• REQUIRED WORK:
Each line in the entries below that holds the string "frame" is to be listed.

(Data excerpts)
########

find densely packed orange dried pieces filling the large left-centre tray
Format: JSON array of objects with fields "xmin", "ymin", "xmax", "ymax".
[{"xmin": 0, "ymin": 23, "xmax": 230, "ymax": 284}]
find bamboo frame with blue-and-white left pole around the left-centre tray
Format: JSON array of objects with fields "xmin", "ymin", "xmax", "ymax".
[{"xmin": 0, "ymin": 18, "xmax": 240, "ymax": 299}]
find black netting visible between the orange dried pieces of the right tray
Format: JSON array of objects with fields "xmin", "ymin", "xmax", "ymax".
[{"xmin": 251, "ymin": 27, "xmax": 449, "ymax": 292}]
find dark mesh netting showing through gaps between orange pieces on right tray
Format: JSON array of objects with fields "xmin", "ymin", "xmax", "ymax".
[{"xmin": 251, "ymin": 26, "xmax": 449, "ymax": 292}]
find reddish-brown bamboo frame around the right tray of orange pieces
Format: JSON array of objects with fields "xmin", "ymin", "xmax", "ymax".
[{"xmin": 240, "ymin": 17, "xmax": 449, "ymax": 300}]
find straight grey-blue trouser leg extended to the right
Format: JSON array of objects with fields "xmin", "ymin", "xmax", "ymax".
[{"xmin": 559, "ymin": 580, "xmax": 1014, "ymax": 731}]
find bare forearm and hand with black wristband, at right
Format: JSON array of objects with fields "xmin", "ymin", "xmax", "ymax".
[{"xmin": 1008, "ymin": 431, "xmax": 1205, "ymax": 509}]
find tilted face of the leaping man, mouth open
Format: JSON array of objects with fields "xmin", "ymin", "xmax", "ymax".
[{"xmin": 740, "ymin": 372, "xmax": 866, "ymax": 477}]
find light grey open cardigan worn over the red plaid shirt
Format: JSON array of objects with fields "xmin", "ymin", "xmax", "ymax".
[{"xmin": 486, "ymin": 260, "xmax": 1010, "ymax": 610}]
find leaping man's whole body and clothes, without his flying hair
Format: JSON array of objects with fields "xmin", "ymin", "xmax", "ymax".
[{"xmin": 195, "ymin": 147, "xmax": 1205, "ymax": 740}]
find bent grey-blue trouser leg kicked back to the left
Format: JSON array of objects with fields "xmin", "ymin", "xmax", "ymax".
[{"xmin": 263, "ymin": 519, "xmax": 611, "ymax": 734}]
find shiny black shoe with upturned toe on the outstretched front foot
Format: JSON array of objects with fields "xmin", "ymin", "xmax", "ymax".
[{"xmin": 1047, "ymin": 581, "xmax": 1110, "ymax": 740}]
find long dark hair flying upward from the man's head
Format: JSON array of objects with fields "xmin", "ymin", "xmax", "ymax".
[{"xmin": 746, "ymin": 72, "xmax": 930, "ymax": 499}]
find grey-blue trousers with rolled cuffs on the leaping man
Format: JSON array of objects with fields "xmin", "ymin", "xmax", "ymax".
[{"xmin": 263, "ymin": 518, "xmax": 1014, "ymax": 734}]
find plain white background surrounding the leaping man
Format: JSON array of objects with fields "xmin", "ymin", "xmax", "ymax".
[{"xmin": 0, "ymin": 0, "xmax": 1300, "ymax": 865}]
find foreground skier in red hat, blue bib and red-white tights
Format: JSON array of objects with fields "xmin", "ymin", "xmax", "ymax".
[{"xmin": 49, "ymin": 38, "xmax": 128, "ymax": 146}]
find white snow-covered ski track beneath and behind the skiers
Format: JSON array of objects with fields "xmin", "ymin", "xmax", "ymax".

########

• RESULT FOR THIS TASK:
find bamboo frame with blue-and-white left pole around the left-centre tray
find reddish-brown bamboo frame around the right tray of orange pieces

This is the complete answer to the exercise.